С 1950-х по 1970-е годы капиталистические страны также были странами со смешанной экономикой, причем в разных странах она существенно различалась. Государственные активы принимали различные формы, включая инфраструктуру, общественные здания, школы и больницы; кроме того, многие фирмы находились в государственной собственности, а в некоторых секторах наблюдалось государственное финансовое участие. Кроме того, государственный долг был исторически низким благодаря послевоенной инфляции и мерам правительства по сокращению задолженности, таким как исключительные налоги на частный капитал или даже полное списание долга (см. главу 10). В целом, доля государственного капитала (за вычетом долга) в национальном капитале в капиталистических странах в период 1950-1980 годов составляла 20-30%. В конце 1970-х годов, по имеющимся оценкам, этот уровень составлял 25-30% в Германии и Великобритании и 15-20% во Франции, США и Японии (рис. 12.6). Конечно, эти уровни ниже, чем доля государственного капитала в Китае сегодня, но ненамного.
.....
### Задание 1
Ответьте на вопросы по тексту о смешанной экономике:
(а) Какие формы принимали государственные активы?
(б) Какой была доля государственного капитала (за вычетом долга) в национальном капитале капиталистических стран в 1950–1980 годах?
(в) Каким был этот уровень во Франции в конце 1970-х годов?
### Задание 2
Выпишите все страны, названные в тексте для чтения.

### Записи
.....
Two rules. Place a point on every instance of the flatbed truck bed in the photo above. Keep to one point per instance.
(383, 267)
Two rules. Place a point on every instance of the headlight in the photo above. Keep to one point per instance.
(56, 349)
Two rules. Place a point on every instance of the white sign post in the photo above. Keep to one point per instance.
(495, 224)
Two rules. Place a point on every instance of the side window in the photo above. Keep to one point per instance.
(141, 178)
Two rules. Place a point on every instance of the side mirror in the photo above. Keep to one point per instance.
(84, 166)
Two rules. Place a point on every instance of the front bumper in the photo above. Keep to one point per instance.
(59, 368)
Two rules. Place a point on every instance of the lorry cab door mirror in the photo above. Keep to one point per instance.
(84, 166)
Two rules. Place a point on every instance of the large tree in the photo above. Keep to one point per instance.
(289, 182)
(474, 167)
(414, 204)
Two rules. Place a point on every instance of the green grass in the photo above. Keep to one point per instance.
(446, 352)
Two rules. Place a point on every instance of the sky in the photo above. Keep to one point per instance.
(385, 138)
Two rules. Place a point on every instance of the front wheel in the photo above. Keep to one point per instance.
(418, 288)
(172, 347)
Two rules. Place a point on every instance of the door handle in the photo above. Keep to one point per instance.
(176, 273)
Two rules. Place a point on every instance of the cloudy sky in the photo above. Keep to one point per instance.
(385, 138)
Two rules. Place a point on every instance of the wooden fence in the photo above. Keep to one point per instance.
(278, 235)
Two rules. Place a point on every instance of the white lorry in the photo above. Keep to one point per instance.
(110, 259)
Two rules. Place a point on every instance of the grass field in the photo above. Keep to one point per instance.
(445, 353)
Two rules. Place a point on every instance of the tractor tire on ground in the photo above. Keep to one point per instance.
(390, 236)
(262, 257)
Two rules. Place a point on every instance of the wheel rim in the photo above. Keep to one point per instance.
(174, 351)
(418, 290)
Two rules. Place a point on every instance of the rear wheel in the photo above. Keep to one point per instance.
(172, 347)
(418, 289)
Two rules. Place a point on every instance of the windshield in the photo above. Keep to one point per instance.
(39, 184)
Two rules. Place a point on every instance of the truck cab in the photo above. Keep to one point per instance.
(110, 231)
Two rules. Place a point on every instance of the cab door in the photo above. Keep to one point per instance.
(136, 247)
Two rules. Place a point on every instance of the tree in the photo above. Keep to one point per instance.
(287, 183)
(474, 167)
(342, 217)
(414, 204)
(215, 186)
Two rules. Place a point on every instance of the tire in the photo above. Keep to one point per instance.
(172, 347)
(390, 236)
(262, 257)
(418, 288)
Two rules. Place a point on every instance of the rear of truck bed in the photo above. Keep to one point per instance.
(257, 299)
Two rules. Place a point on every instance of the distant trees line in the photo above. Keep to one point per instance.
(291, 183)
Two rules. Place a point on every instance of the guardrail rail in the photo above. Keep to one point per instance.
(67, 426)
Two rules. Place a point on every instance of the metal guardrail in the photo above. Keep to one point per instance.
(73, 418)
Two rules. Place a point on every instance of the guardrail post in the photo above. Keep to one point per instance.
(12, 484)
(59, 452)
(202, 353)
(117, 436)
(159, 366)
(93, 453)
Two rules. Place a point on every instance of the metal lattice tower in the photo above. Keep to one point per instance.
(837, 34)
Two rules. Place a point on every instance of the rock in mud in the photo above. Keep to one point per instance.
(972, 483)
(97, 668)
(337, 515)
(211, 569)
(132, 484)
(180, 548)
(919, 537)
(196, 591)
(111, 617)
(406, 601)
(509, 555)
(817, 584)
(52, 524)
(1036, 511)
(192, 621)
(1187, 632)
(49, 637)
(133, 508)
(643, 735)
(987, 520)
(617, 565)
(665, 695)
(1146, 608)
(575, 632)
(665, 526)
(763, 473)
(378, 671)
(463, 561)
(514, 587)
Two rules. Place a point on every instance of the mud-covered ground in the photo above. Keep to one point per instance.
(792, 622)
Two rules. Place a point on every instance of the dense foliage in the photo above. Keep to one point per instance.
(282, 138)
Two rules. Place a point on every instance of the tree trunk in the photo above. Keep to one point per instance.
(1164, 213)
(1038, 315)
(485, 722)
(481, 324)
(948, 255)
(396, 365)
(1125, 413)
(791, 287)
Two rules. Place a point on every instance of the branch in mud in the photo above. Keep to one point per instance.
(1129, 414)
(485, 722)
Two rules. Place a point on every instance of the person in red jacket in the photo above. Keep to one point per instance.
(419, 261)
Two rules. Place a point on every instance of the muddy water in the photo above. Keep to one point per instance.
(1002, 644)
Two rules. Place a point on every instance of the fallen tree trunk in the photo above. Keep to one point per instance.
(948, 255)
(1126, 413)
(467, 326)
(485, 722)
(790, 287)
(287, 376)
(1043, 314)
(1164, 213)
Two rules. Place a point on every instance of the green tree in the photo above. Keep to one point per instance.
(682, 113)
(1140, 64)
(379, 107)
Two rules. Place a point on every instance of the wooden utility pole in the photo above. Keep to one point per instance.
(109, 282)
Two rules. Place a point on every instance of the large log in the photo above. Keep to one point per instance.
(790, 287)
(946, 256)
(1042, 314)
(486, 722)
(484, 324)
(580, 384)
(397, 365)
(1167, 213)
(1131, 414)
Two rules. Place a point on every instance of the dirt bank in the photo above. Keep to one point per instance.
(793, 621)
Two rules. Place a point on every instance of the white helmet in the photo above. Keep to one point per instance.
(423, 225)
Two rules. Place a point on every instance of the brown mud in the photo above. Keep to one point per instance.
.....
### Ответ 1
(а) Инфраструктура, общественные здания, школы и больницы.
(б) 20–30%.
(в) 15–20%.

### Ответ 2
Германия, Великобритания, Франция, США, Япония, Китай.